Task — Give back every entry below, unchanged.

##############################

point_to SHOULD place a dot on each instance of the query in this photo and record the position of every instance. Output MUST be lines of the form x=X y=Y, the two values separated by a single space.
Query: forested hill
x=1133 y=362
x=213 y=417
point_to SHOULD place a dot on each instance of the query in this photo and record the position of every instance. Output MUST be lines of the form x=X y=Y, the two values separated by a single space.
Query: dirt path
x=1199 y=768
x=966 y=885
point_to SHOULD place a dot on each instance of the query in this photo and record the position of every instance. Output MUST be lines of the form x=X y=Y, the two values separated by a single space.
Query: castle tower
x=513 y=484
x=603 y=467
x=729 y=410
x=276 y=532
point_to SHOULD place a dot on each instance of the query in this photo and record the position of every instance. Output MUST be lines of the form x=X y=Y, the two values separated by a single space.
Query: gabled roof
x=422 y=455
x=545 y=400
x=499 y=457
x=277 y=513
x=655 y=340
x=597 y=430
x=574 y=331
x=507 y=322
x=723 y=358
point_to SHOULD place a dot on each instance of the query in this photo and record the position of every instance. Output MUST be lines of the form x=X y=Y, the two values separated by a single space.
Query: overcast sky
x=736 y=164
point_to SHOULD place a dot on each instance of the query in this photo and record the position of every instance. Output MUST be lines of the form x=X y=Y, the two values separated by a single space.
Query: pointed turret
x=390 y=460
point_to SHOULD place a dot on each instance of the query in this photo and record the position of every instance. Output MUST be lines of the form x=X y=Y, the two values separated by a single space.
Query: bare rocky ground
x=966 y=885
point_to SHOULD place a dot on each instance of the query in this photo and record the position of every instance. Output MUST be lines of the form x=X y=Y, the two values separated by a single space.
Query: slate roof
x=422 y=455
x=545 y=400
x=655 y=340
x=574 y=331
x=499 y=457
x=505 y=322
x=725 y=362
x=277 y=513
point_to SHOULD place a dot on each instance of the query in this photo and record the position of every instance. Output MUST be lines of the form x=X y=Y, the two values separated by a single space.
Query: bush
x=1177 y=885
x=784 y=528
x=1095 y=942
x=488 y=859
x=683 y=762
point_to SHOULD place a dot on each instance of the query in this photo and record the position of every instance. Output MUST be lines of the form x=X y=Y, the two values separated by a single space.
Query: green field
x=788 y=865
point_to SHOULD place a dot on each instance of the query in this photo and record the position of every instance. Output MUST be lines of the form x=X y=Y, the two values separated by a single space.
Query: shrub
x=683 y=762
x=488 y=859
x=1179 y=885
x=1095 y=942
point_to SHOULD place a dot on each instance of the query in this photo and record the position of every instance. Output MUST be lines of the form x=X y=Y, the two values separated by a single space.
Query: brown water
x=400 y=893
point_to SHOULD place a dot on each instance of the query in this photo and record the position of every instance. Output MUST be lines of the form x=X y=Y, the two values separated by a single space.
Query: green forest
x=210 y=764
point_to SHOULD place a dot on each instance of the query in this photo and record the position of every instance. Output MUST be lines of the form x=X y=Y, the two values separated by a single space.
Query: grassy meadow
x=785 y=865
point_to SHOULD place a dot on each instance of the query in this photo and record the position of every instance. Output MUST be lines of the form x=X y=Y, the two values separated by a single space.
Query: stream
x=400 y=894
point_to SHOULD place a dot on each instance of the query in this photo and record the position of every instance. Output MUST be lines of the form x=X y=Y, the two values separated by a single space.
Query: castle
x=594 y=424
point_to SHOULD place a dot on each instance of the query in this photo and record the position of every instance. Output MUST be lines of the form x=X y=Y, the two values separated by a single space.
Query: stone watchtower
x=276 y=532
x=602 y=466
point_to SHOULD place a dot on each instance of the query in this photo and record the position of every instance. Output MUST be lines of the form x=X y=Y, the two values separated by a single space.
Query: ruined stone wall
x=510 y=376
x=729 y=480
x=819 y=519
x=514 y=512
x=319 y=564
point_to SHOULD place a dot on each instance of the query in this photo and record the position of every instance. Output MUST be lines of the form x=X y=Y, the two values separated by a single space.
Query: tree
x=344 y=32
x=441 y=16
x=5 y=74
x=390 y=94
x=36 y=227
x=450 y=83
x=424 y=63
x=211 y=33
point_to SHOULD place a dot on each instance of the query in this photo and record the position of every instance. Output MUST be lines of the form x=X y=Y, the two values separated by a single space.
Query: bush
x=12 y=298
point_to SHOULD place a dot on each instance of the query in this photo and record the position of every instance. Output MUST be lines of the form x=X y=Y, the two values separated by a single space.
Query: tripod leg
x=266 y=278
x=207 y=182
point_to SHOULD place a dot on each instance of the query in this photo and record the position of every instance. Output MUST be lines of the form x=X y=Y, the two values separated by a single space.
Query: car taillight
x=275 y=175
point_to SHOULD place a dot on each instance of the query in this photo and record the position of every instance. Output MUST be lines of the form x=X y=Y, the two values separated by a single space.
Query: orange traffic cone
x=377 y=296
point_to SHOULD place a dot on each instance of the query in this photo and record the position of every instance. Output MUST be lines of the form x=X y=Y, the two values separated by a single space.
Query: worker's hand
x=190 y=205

##############################

Answer for the task —
point_to SHOULD place a dot on each instance of the query in this photo and record the position of every instance. Output MUST be lines of the form x=X y=Y, the two values separated by a single space.
Query: forested hill
x=1133 y=362
x=213 y=417
point_to SHOULD place a dot on each instance of the query in this photo and record the position of every instance. Output MUST be lines of the form x=X y=Y, the two values separated by a single space.
Query: dirt path
x=1199 y=768
x=966 y=885
point_to SHOULD place a dot on each instance of the query in this photo and record the position of every instance. Output MUST be lines of the form x=X y=Y, the two values separated by a single space.
Query: castle tower
x=513 y=484
x=603 y=467
x=729 y=410
x=276 y=532
point_to SHOULD place a dot on each instance of the query in this photo and record the position of every instance. Output MUST be lines of the form x=X y=Y, the two values separated by a single space.
Query: gabled roof
x=422 y=455
x=545 y=400
x=499 y=457
x=277 y=513
x=655 y=340
x=597 y=430
x=574 y=331
x=507 y=322
x=723 y=358
point_to SHOULD place a dot on each instance of the query in this photo and record the position of every instance. Output MUST be lines of the form x=X y=Y, the two values separated by a single space.
Query: overcast sky
x=736 y=164
point_to SHOULD place a dot on each instance of the query in this photo and record the position of every instance. Output MUST be lines of the form x=X y=Y, the two values separated by a single space.
Query: pointed turret
x=390 y=460
point_to SHOULD place a dot on each instance of the query in this photo and record the position of every instance. Output MUST be lines of the form x=X y=Y, the two values separated by a single space.
Query: bare rocky ground
x=966 y=885
point_to SHOULD place a dot on each instance of the query in this photo and record the position of every instance. Output MUST be lines of the form x=X y=Y, the two values separated by a single space.
Query: slate roof
x=422 y=455
x=545 y=400
x=655 y=340
x=574 y=331
x=499 y=457
x=505 y=322
x=725 y=362
x=277 y=513
point_to SHOULD place a dot on each instance of the query in this photo and record the position of every instance. Output MUST be lines of the form x=X y=Y, the two values separated by a single space.
Query: bush
x=1177 y=885
x=784 y=528
x=1095 y=942
x=488 y=859
x=683 y=762
point_to SHOULD place a dot on each instance of the query in this photo and record the position of every instance. Output MUST be lines of the form x=X y=Y, the two values separated by a single space.
Query: green field
x=788 y=865
point_to SHOULD place a dot on each instance of the query in this photo and record the position of every instance. Output MUST be lines of the form x=X y=Y, the two values separated by a single space.
Query: shrub
x=683 y=762
x=488 y=859
x=1179 y=885
x=1095 y=942
point_to SHOULD place a dot on each instance of the query in this photo and record the position of every instance. Output MUST be lines of the form x=X y=Y, the two values separated by a single space.
Query: brown water
x=400 y=893
point_to SHOULD place a dot on each instance of the query in this photo and record the position of every instance. Output MUST be lines of the form x=X y=Y, the two values separated by a single space.
Query: green forest
x=210 y=764
point_to SHOULD place a dot on each instance of the query in this photo and record the position of every instance. Output MUST be lines of the form x=X y=Y, the two values separated by a single space.
Query: grassy meadow
x=785 y=865
point_to SHOULD place a dot on each instance of the query in this photo and record the position of every instance. Output MUST be lines of the form x=X y=Y, the two values separated by a single space.
Query: stream
x=400 y=894
point_to SHOULD place a dot on each instance of the query in this photo and record the position of every instance. Output MUST be lines of the form x=X y=Y, the two values separated by a single space.
Query: castle
x=594 y=424
point_to SHOULD place a dot on each instance of the query in this photo and record the position of every instance. Output MUST be lines of the form x=X y=Y, the two values separated by a single space.
Query: stone watchtower
x=276 y=532
x=602 y=466
point_to SHOULD place a dot on each instance of the query in this photo and record the position of every instance. Output MUST be lines of the form x=X y=Y, the two values separated by a single space.
Query: ruined stone wall
x=510 y=376
x=729 y=480
x=819 y=519
x=514 y=512
x=319 y=564
point_to SHOULD place a dot on each instance of the query in this photo and record the position of every instance. Output MUST be lines of the form x=X y=Y, the two values separated by a single space.
Query: tree
x=344 y=32
x=441 y=16
x=5 y=74
x=390 y=94
x=36 y=227
x=450 y=83
x=424 y=63
x=211 y=33
point_to SHOULD place a dot on each instance of the query in this photo and record the position of every instance. Output MUST be lines of the form x=X y=Y, the two values separated by a single space.
Query: bush
x=12 y=298
point_to SHOULD place a dot on each instance of the query in this photo and record the position of every instance. Output MUST be lines of the form x=X y=Y, the two values separated by a single space.
Query: tripod leg
x=266 y=278
x=207 y=182
point_to SHOULD place a dot on each instance of the query in this photo and record the position of every instance. Output MUST be lines of the form x=X y=Y, the two values separated by a single space.
Query: car taillight
x=275 y=175
point_to SHOULD place a dot on each instance of the query in this photo and record the position of every instance. Output MUST be lines of the form x=X y=Y, the two values separated by a single space.
Query: orange traffic cone
x=377 y=296
point_to SHOULD place a dot on each instance of the query in this photo and record the position of every instance. Output MUST be lines of the form x=X y=Y, the two values separated by a single space.
Query: worker's hand
x=190 y=205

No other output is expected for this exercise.